◆ **Task**: In the data below, find the line containing "Category: smiling face"; reproduce that line and all subsequent lines exactly, and nothing else.
***** Input data
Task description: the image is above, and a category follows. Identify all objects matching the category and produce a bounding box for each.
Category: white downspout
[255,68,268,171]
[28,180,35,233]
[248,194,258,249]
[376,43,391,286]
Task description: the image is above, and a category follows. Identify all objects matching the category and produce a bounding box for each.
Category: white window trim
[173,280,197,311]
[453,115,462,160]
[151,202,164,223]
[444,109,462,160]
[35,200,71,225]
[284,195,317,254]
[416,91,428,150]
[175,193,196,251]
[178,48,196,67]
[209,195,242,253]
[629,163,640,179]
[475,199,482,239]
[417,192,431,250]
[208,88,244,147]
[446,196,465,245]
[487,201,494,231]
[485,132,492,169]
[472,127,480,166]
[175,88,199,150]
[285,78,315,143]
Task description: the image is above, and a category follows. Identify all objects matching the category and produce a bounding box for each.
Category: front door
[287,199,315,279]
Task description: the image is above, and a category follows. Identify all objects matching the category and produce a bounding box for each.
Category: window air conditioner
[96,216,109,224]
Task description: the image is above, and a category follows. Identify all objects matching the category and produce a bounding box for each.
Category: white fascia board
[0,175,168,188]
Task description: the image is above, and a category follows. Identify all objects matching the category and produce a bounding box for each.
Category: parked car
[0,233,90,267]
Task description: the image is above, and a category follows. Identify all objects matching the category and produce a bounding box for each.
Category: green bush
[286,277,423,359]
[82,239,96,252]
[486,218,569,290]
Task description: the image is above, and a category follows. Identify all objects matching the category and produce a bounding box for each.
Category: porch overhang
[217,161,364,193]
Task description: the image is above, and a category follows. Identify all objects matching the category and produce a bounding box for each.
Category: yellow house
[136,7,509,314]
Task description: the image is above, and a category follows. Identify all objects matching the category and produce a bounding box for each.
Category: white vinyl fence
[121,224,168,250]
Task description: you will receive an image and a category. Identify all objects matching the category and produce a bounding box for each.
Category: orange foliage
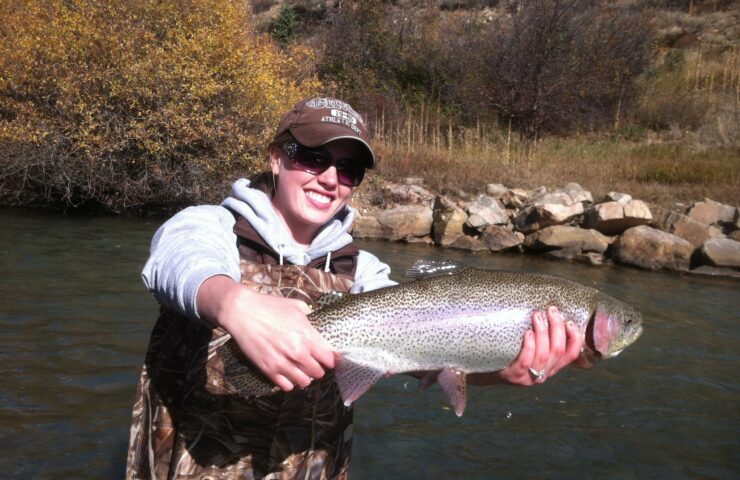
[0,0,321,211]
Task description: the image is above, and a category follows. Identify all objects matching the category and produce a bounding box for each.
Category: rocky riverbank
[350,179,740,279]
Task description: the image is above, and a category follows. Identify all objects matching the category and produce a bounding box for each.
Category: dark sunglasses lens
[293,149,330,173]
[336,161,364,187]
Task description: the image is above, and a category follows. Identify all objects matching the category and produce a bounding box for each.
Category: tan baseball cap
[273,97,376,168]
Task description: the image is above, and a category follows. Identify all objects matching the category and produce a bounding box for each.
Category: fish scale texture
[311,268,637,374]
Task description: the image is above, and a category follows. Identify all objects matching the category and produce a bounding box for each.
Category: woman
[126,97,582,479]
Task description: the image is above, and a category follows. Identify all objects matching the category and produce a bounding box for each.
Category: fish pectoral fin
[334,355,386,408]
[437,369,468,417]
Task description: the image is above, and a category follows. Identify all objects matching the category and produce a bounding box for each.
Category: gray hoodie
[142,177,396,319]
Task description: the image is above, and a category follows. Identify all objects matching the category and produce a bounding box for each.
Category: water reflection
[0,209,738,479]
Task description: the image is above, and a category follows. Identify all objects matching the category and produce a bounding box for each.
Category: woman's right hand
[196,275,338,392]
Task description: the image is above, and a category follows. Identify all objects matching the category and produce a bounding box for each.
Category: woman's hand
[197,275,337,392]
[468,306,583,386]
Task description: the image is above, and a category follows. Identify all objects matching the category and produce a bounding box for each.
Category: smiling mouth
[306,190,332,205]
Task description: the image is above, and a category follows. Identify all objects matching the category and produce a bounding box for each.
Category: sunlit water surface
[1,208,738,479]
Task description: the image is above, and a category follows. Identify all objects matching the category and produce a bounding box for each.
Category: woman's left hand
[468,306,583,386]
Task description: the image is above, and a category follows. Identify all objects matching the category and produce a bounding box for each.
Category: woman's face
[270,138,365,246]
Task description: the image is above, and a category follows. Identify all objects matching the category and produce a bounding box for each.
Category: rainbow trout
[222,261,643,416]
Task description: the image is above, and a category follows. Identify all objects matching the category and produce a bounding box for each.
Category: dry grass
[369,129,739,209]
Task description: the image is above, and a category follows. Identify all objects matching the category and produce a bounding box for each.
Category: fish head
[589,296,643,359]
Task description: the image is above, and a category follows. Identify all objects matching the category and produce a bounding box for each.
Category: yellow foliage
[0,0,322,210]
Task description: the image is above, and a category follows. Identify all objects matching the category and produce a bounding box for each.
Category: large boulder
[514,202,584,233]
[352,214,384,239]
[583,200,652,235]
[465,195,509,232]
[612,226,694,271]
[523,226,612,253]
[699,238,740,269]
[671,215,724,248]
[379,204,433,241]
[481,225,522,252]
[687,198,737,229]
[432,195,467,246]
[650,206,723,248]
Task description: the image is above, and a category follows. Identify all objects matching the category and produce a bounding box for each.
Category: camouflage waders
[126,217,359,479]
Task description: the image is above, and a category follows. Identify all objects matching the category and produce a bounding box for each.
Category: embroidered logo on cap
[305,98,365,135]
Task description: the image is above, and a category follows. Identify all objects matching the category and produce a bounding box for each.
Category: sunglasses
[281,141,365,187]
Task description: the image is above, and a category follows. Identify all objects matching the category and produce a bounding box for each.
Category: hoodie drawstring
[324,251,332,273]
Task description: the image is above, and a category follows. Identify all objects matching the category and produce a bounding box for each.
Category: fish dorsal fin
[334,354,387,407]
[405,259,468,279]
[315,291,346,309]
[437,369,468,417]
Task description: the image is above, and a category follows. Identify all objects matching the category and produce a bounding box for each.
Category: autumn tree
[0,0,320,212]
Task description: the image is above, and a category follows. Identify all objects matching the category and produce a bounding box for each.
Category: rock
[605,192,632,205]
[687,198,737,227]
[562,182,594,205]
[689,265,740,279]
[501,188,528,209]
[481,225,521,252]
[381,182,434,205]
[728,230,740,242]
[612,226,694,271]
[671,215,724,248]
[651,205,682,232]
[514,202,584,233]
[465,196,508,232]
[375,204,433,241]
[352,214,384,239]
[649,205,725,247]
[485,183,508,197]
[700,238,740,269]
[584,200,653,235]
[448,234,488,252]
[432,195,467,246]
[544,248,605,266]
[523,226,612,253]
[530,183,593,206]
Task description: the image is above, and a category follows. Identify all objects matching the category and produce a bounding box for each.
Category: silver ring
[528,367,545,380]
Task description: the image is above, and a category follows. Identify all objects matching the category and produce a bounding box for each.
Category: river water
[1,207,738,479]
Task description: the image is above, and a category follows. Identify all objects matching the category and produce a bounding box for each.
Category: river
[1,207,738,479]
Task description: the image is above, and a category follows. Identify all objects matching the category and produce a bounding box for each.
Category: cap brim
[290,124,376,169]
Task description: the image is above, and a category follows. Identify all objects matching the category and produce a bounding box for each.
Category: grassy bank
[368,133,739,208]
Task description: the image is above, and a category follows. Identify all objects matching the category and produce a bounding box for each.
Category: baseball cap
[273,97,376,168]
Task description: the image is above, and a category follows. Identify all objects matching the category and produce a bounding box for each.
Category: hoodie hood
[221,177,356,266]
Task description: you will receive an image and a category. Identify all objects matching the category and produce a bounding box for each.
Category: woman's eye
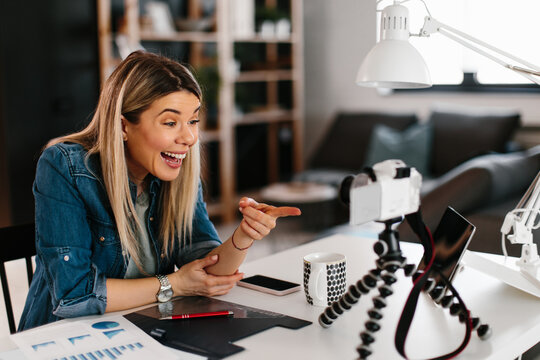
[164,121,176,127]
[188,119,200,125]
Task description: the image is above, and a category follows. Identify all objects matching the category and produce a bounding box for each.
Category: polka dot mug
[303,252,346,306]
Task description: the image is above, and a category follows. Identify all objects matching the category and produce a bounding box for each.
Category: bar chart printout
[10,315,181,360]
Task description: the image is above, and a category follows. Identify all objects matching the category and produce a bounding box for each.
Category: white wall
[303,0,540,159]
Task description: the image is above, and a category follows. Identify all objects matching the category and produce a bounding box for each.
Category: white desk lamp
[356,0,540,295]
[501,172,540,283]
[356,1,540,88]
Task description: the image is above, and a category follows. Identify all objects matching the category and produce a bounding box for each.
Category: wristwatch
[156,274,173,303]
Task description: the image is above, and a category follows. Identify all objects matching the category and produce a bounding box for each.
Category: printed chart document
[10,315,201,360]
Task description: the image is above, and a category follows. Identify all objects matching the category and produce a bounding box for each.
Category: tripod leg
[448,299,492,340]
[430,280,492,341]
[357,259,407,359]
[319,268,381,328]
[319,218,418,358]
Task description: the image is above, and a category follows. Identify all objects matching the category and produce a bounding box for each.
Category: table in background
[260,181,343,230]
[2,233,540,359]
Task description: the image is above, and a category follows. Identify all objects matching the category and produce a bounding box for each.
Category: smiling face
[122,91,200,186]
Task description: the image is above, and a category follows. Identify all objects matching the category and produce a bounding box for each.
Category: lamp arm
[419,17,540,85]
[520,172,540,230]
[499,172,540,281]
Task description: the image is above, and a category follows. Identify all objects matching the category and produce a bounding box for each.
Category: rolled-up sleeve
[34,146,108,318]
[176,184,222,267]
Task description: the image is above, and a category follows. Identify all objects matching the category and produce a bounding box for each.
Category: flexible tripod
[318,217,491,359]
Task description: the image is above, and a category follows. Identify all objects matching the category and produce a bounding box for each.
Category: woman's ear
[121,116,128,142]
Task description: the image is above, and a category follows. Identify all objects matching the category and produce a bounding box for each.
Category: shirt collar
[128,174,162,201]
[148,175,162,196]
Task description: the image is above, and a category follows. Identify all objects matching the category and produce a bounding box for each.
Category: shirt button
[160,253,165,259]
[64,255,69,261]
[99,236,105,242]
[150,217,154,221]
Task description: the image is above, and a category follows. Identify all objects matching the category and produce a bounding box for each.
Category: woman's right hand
**********
◆ **Response to this task**:
Category: smiling face
[122,91,200,186]
Task description: the image is above, and a category follows. Identify all objects matching the category and produce a bounding box for each.
Category: lamp arm
[419,17,540,85]
[520,172,540,230]
[499,172,540,281]
Task description: the image is above, and a category follows. Identify all objects matching the category and produce a bounding box for each.
Category: rolled-up sleeve
[34,146,108,318]
[176,184,222,267]
Task description: the image is above, and a category follows. Identify all objects matching the category and produce a bounding box for each.
Category: flexible tripod
[318,217,491,359]
Task description: the image is above, and a category follows. Identify all objects matching the category and produce a bounding box for each.
Category: woman's ear
[121,116,128,142]
Task description: the image is above, and a category follows. Identify all objects matching the category and produce a bounding box for each.
Category: shirt collar
[128,174,162,201]
[148,175,162,196]
Task description: the image is above, and a category follows. Identify all objects matching the category and produce a bounding box for each.
Category: shirt button
[160,253,165,259]
[64,255,69,261]
[99,236,105,242]
[150,217,154,221]
Task description: the image is above, and a category follows. Identify all objects matching the category and produce a bounding box for each.
Category: woman's right hand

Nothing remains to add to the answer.